所给文本 >>
====
Elasticsearch学习笔记——安装和数据导入

Posted 2020-10-24 tags:

篇首语：本文由小常识网(cha138.com)小编为大家整理，主要介绍了Elasticsearch学习笔记——安装和数据导入相关的知识，希望对你有一定的参考价值。

到elasticsearch网站下载最新版本的elasticsearch 6.2.1

https://www.elastic.co/downloads/elasticsearch

其他版本

https://www.elastic.co/cn/downloads/past-releases/elasticsearch-6-4-2

嫌弃官方下载速度慢的可以去华为的镜像站去

https://mirrors.huaweicloud.com/elasticsearch/6.4.2/

中文文档请参考

https://www.elastic.co/guide/cn/elasticsearch/guide/current/index.html

英文文档及其Java API使用方法请参考，官方文档比任何博客都可信

https://www.elastic.co/guide/en/elasticsearch/client/java-api/current/index.html

Python API使用方法

http://elasticsearch-py.readthedocs.io/en/master/

下载tar包，然后解压到/usr/local目录下，修改一下用户和组之后可以使用非root用户启动，启动命令

./bin/elasticsearch

然后访问http://127.0.0.1:9200/

如果需要让外网访问Elasticsearch的9200端口的话，需要将es的host绑定到外网

修改 /configs/elasticsearch.yml文件，添加如下

network.host: 0.0.0.0 http.port: 9200

然后重启，如果遇到下面问题的话

[2018-01-28T23:51:35,204][INFO ][o.e.b.BootstrapChecks ] [qR5cyzh] bound or publishing to a non-loopback address, enforcing bootstrap checks ERROR: [2] bootstrap checks failed [1]: max file descriptors [4096] for elasticsearch process is too low, increase to at least [65536] [2]: max virtual memory areas vm.max_map_count [65530] is too low, increase to at least [262144]

解决方法

第一个ERROR,

在文件中添加 sudo vim /etc/security/limits.conf,然后重新登录

* soft nofile 65536 * hard nofile 131072 * soft nproc 2048 * hard nproc 4096

如果你是用supervisor启动es的话,需要修改文件 vim /etc/supervisor/supervisord.conf,然后重启supervisor

[supervisord] minfds=65536

第二个ERROR,在root用户下执行

临时解决

sysctl -w vm.max_map_count=262144

永久解决

cat /proc/sys/vm/max_map_count sudo vim /etc/sysctl.conf

添加

vm.max_map_count=262144

然后使其生效

sysctl -p

接下来导入json格式的数据，数据内容如下

{"index":{"_id":"1"}} {"title":"许宝江","url":"7254863","chineseName":"许宝江","sex":"男","occupation":" 滦县农业局局长","nationality":"中国"} {"index":{"_id":"2"}} {"title":"鲍志成","url":"2074015","chineseName":"鲍志成","occupation":"医师","nationality":"中国","birthDate":"1901年","deathDate":"1973年","graduatedFrom":"香港大学"}

需要注意的是{"index":{"_id":"1"}}和文件末尾另起一行换行是不可少的

其中的id可以从0开始，甚至是abc等等

否则会出现400状态，错误提示分别为

Malformed action/metadata line [1], expected START_OBJECT or END_OBJECT but found [VALUE_STRING]

The bulk request must be terminated by a newline [\\n]"
====
已知信息 >>
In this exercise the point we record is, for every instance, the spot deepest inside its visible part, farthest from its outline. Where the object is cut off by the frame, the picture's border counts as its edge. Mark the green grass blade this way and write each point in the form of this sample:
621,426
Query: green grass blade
====
待完成任务 >> 把所给文本中的这句话译成英文：“如果需要让外网访问Elasticsearch的9200端口的话，需要将es的host绑定到外网”。

参考解答 >> If Elasticsearch's port 9200 needs to be reachable from an external network, the ES host must be bound to the external network.